• Instrucciones de trabajo:
- A) Por favor, indica si cada afirmación concuerda con el fragmento sobre el balneario de las Berkshires, y responde sí o no citando literalmente las palabras de ese fragmento que lo deciden. (i) Durante la estancia en el balneario, la voz narrativa bajó algunos kilos. (ii) Al terminar la estancia, la melancolía ya se había ido. (iii) A los cincuenta años, la voz narrativa ya sabía dónde estaba su jardín.
- B) Prosigue el fragmento sobre el balneario de las Berkshires a partir de su última oración.

• Texto extraído:
◇ ◇ ◇ ◇ ◇ ◇ ◇

Ahora la imagen lo es todo. Y el tiempo de la imagen siempre es el AHORA. La historia ya no existe en este espectáculo de luz y sonido.

Ésos eran algunos de mis pensamientos cuando me movía por el balneario de las Berkshires con Molly, haciendo ejercicios de aerobic, aqua-trimming, marcha y demás rituales para ponerse en forma, y evitando mi propia imagen en el espejo. Molly me arrancaba de la cama para cada clase y perdí los mismos pocos kilos que siempre pierdo (y vuelvo a ganar), bebía agua, se me abrieron los poros y me sentí recuperada; pero la melancolía todavía no desaparecía. (Encaraba la eterna cuestión: ¿estirarme la piel o no, antes de la gira del próximo libro?)

Peor que mi desesperación por mi inevitable declive físico (y si me «adaptaba» a él o no) era mi desesperación por el pesimismo de la edad madura. Nunca más, pensé, entraría en una habitación y conocería a un hombre delicioso que me cambiaría la vida. Recordaba que las aventuras más locas empezaban con un brillo en la mirada y una oleada de adrenalina, y la excitación a la que llevaban inevitablemente. Al evitar la excitación y abrazar la estabilidad, al repudiar mi tendencia a tirar mi vida por la borda cada siete años, también me había calmado. Quería contemplación, no aburrimiento; sabiduría, no desesperación; serenidad, no parálisis. La energía sexual a la que siempre he recurrido para el siguiente libro, lo aventurero de una vida que nunca se asentaba, había empezado a parecerme imprudente y alocado a los cincuenta años. Por fin me había «instalado» para cultivar mi jardín. Ahora lo único que necesitaba hacer era imaginar dónde estaba mi jardín y qué cultivar en él.

◇ ◇ ◇ ◇ ◇ ◇ ◇

• Material proporcionado:

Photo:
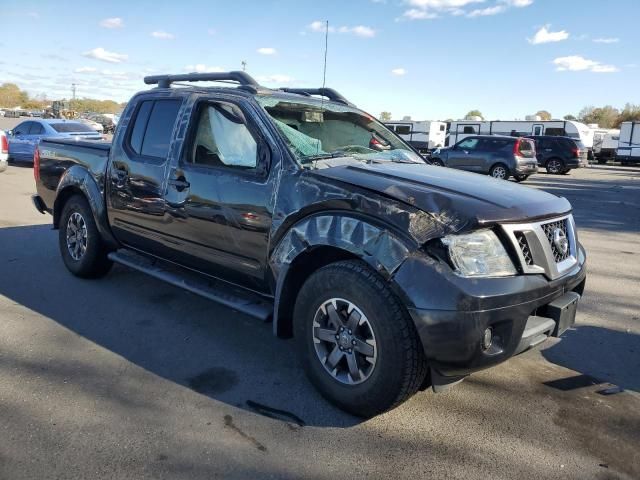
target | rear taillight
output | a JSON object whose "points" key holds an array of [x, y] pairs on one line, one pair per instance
{"points": [[36, 164]]}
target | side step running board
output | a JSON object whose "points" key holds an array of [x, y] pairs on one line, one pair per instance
{"points": [[226, 294]]}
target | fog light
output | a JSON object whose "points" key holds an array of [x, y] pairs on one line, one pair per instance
{"points": [[487, 339]]}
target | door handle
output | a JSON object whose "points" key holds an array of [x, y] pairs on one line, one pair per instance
{"points": [[120, 177], [179, 183]]}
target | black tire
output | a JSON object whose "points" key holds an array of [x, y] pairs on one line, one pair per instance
{"points": [[400, 364], [555, 166], [92, 261], [500, 171]]}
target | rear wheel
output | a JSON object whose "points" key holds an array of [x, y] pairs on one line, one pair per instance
{"points": [[358, 344], [81, 246], [499, 170], [555, 166]]}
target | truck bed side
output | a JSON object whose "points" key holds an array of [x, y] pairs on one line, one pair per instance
{"points": [[70, 162]]}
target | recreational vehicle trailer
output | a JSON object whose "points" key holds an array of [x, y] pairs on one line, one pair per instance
{"points": [[423, 136], [629, 143], [605, 143], [519, 128]]}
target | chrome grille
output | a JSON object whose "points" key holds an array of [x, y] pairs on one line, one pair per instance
{"points": [[548, 229], [535, 247], [524, 247]]}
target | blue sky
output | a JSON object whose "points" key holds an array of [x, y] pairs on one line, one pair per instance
{"points": [[431, 59]]}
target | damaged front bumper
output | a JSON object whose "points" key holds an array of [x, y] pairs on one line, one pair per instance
{"points": [[452, 314]]}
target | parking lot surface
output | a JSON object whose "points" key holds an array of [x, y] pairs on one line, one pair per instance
{"points": [[126, 377]]}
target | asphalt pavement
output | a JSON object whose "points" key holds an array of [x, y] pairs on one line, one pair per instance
{"points": [[127, 377]]}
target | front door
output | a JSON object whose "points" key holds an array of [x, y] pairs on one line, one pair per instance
{"points": [[219, 197], [18, 141], [136, 175]]}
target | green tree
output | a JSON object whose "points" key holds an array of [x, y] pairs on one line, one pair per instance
{"points": [[474, 113], [544, 115], [605, 117], [630, 113]]}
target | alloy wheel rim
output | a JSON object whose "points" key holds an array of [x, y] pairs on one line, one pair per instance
{"points": [[344, 341], [76, 236], [499, 172]]}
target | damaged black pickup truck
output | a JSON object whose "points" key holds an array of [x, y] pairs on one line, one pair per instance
{"points": [[295, 207]]}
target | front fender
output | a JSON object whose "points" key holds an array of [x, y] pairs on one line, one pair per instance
{"points": [[79, 179]]}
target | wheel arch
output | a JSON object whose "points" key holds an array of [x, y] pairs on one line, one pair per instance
{"points": [[322, 239], [78, 181]]}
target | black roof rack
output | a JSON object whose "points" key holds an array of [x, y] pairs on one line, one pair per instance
{"points": [[330, 93], [165, 81]]}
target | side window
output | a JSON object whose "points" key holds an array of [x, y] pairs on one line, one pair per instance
{"points": [[222, 138], [153, 126], [140, 125], [22, 129], [36, 129], [468, 144]]}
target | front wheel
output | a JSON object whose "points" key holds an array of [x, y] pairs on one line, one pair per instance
{"points": [[499, 171], [358, 344], [81, 246]]}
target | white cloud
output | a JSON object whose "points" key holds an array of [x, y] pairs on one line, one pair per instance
{"points": [[277, 78], [606, 40], [429, 9], [358, 30], [485, 12], [544, 35], [163, 35], [202, 68], [106, 56], [114, 22], [577, 63]]}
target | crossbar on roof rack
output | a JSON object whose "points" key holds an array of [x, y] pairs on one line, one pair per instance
{"points": [[165, 81]]}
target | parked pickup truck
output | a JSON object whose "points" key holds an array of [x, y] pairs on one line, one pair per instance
{"points": [[391, 274]]}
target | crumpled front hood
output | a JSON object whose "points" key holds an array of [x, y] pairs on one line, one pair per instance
{"points": [[458, 200]]}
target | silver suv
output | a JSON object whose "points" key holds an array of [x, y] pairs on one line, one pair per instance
{"points": [[495, 155]]}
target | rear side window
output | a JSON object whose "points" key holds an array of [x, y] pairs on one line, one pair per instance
{"points": [[36, 129], [153, 126]]}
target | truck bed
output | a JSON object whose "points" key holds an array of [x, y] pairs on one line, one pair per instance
{"points": [[57, 156]]}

◇ ◇ ◇ ◇ ◇ ◇ ◇

• Resultados:
- A)
(i) Sí: «perdí los mismos pocos kilos que siempre pierdo».
(ii) No: «pero la melancolía todavía no desaparecía».
(iii) No: «Ahora lo único que necesitaba hacer era imaginar dónde estaba mi jardín y qué cultivar en él».

- B)
Porque ése, después de todo, es el problema, ¿verdad? Una nunca puede «prepararse» de verdad para la mortalidad y la muerte, aunque pueda operarse la papada y las bolsas de los ojos. Una puede tener un aspecto brillante, pero en la vida siempre hay cicatrices. El verdadero problema tiene que ver con cómo crecer hacia dentro en una sociedad que crece inexorablemente en otra dirección, cómo alimentar la espiritualidad en medio del materialismo, cómo marchar al ritmo del propio tambor cuando el rock alternativo, el rap y el hip-hop te ahogan.